- _TEKS BACAAN_
=====
“Dinkes Pantau Penyebaran HIV/AIDS di Pasar Ciawi.” Ini judul berita di jpnn.com (2/11-2014).
Astaga, apa kaitan antara pasar, dalam hal ini Pasar Ciawi di Kab Bogor, Jabar, dan penularan HIV/AIDS?
Judul itu menyiratkan terjadi penyebaran HIV/AIDS di Pasar Ciawi, sebuah pasar di perempatan Ciawi di ujung jalan tol Jagorawi yang menuju ke Sukabumi, Puncak dan Kota Bogor.
Jumlah kasus kumulatif HIV/AIDS di Kab Bogor dari tahun 2003-2012 dilaporkan 548 (rribogor.co, 30/11-2012). Yang perlu diingat angka ini tidak menggambarkan kasus yang sebenarnya di masyarakat karena epidemi HIV/AIDS erat kaitannya dengan fenomena gunung es. Kasus yang terdeteksi (548) digambarkan sebagai puncak gunung es yang muncul ke permukaan air laut, sedangkan kasus yang tidak terdeteksi di masyarakat digambarkan sebagai bongkahan es di bawah permukaan air laut.
=====
- _CUPLIKAN DATA_
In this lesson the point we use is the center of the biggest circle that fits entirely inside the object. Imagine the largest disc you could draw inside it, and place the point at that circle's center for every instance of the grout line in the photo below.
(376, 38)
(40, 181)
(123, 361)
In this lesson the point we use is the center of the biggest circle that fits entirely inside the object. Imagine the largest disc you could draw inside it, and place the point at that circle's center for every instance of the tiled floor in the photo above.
=====
- _SOAL LATIHAN_
• a. Ringkas paragraf dalam bacaan tentang HIV/AIDS di Pasar Ciawi yang diawali "Jumlah kasus kumulatif HIV/AIDS" menjadi daftar poin dengan tetap memuat fakta utamanya.
• b. Lanjutkan bacaan tentang HIV/AIDS di Pasar Ciawi, dimulai setelah kalimat terakhirnya.
Materi tersebut tidak ada hubungannya dengan bacaan.

- _JAWABAN YANG DIHARAPKAN_
• a.
- Kasus kumulatif HIV/AIDS di Kab Bogor tahun 2003–2012 dilaporkan berjumlah 548 (rribogor.co, 30/11-2012).
- Angka itu tidak menggambarkan jumlah kasus sebenarnya di masyarakat karena epidemi HIV/AIDS erat kaitannya dengan fenomena gunung es.
- Ke-548 kasus yang terdeteksi ibarat puncak gunung es yang muncul di atas permukaan laut, sedangkan kasus yang tidak terdeteksi ibarat bongkahan es di bawah permukaan laut.

• b.
Maka, penduduk yang sudah mengidap HIV/AIDS tapi tidak terdeteksi akan menjadi mata rantai penyebaran HIV/AIDS di masyarakat, al. melalui hubungan seksual tanpa kondom di dalam dan di luar nikah.
Dalam berita disebutkan: “Tiba-tiba, tim ini langsung mengambil sampel darah kepada pengunjung dan pedagang untuk mengatahui apakah terjangkit virus mematikan tersebut.”
Pernyataan dalam berita tsb. amat tidak masuk akal, karena:
Pertama, mengambil sampel darah pedagang dan pengunjung pasar tidak bisa dilakukan tanpa izin pedagang dan pengunjung karena tidak menyangkut penyakit yang termasuk wabah (penyakit menular yang berjangkit dengan cepat melalui udara, air, dan binatang, al. serangga yang menyerang banyak orang secara luas di banyak daerah, spt cacar, disentri, kolera, malaria, dll.). Sedangkan HIV/AIDS bukan wabah tapi pandemi (penyakit menular yang berjangkit tidak melalui udara, air dan binatang tapi melalui cara-cara yang sangat khas).
Jika pengambilan darah dilakukan tanpa izin, maka hal itu merupakan perbuatan yang melawan hukum dan pelanggaran berat terhadap hak asasi manusia (HAM).
Publikasi hasil tes HIV terhadap pedagang dan pengunjung Pasar Ciawi itu pun kelak akan menimbulkan masalah karena akan memberikan gambaran buruk jika ada hasi tes yang reaktif (positif).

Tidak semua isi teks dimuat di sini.